Set exercise:
Pick out every line of the material below that contains the word "wooden" and copy each of those lines.

The data:
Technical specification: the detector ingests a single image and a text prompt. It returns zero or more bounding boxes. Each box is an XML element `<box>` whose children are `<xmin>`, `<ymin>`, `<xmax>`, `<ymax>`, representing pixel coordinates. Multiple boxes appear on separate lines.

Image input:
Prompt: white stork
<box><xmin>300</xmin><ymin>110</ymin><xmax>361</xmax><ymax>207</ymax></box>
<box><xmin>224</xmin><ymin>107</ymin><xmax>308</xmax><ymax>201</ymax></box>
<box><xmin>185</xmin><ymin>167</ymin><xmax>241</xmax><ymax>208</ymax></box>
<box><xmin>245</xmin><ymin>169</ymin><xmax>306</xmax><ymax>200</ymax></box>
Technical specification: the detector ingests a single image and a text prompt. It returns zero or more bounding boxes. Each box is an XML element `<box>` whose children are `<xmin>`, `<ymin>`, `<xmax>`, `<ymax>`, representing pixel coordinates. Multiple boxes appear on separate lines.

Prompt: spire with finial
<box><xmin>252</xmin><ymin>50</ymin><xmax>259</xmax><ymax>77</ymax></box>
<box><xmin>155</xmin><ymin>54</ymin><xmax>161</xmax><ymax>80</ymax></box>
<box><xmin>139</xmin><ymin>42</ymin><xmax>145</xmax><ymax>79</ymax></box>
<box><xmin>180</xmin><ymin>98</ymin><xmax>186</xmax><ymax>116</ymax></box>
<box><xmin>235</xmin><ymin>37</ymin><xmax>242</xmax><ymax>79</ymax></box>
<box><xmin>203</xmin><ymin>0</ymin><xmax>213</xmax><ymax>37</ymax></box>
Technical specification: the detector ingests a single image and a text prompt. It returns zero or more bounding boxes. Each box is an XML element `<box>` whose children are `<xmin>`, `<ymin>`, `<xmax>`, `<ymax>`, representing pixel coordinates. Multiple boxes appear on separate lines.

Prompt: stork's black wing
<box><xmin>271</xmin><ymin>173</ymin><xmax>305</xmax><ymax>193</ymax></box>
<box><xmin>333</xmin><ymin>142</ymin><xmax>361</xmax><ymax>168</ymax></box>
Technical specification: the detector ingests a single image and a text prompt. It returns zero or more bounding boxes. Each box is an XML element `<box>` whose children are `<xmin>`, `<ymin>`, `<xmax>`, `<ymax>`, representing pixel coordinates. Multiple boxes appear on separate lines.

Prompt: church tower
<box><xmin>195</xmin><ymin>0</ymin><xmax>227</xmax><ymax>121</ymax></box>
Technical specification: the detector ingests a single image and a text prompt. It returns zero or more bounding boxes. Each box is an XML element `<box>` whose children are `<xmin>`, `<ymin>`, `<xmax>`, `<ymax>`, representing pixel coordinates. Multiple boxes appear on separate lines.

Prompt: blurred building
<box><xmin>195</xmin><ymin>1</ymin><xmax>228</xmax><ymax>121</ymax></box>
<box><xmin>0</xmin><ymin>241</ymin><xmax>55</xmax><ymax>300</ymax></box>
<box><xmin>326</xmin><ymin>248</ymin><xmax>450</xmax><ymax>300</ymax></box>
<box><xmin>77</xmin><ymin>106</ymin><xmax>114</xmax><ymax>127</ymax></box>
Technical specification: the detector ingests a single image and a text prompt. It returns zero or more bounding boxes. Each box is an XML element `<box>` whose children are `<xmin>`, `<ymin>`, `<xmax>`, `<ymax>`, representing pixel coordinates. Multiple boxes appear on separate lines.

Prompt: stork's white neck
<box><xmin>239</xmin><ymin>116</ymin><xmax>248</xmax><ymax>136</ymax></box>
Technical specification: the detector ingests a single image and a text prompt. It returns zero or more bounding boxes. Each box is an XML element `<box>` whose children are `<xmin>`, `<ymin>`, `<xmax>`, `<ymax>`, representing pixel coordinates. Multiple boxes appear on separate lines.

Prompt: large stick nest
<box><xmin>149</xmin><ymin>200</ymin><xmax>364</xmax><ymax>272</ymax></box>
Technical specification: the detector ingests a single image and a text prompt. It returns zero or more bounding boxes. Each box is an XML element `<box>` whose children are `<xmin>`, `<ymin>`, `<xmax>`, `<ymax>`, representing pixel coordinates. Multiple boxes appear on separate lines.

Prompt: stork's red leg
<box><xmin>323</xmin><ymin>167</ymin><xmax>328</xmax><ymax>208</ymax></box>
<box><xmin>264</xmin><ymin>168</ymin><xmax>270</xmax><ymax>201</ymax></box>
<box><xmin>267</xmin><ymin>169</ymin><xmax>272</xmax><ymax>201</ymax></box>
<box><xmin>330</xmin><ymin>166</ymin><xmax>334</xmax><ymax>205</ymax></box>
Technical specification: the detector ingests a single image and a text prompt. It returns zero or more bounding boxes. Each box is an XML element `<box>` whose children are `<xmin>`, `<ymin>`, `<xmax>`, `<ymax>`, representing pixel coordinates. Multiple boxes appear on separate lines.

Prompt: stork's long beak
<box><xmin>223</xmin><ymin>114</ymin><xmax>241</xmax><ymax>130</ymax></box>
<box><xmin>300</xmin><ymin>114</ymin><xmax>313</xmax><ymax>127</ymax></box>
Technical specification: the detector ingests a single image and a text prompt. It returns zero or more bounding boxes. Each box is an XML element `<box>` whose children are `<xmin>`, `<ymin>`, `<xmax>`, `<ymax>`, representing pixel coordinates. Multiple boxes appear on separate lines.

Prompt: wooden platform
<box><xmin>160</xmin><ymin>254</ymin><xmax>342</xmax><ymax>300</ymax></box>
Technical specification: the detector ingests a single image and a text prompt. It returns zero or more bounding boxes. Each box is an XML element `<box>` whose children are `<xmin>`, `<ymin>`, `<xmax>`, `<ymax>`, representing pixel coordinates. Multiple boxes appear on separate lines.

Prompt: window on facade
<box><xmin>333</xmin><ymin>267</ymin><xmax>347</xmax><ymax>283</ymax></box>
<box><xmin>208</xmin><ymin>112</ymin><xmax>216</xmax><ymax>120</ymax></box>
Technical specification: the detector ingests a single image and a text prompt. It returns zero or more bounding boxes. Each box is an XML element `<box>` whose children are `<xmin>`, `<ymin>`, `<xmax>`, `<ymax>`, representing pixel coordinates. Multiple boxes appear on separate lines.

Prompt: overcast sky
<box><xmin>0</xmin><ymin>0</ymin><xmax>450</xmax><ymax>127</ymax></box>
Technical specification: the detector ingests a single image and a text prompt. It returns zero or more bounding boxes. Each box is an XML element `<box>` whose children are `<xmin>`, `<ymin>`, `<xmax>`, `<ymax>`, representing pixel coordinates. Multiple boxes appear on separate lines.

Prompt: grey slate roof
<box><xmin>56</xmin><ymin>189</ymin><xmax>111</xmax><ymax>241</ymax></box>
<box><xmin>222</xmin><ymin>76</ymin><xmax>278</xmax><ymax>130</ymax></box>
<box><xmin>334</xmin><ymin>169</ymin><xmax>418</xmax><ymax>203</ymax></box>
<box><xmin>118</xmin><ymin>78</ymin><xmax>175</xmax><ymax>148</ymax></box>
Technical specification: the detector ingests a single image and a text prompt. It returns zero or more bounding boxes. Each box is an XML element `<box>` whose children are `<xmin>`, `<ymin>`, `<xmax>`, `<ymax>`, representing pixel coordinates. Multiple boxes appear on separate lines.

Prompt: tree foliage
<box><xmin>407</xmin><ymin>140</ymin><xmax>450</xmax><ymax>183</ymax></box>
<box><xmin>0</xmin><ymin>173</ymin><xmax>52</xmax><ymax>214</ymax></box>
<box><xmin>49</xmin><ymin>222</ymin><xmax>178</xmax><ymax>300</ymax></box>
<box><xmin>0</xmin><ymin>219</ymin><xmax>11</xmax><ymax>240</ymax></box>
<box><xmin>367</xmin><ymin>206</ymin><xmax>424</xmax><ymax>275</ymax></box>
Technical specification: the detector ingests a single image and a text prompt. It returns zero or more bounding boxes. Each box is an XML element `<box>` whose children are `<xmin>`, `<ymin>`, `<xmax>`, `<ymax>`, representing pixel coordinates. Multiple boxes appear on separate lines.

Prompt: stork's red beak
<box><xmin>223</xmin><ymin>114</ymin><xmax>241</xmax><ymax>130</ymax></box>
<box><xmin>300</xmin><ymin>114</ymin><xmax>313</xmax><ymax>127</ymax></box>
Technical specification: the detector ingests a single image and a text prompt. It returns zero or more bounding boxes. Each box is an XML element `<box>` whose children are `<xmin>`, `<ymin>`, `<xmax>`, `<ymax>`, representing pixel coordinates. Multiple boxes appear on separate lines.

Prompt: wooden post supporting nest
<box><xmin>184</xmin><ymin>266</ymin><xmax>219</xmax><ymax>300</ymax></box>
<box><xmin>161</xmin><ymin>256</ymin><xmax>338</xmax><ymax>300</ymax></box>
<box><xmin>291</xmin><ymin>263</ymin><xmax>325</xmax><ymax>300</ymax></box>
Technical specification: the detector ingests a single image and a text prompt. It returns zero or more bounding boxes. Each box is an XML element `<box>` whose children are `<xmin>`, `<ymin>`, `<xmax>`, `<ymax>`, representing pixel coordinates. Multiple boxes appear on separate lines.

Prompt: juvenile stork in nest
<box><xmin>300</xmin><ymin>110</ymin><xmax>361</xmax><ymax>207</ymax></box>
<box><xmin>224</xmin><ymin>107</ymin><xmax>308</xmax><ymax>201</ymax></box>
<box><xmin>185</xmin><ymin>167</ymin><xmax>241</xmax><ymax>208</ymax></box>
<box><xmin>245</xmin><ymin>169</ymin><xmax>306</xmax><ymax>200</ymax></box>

Result:
Prompt: wooden platform
Prompt: wooden post supporting nest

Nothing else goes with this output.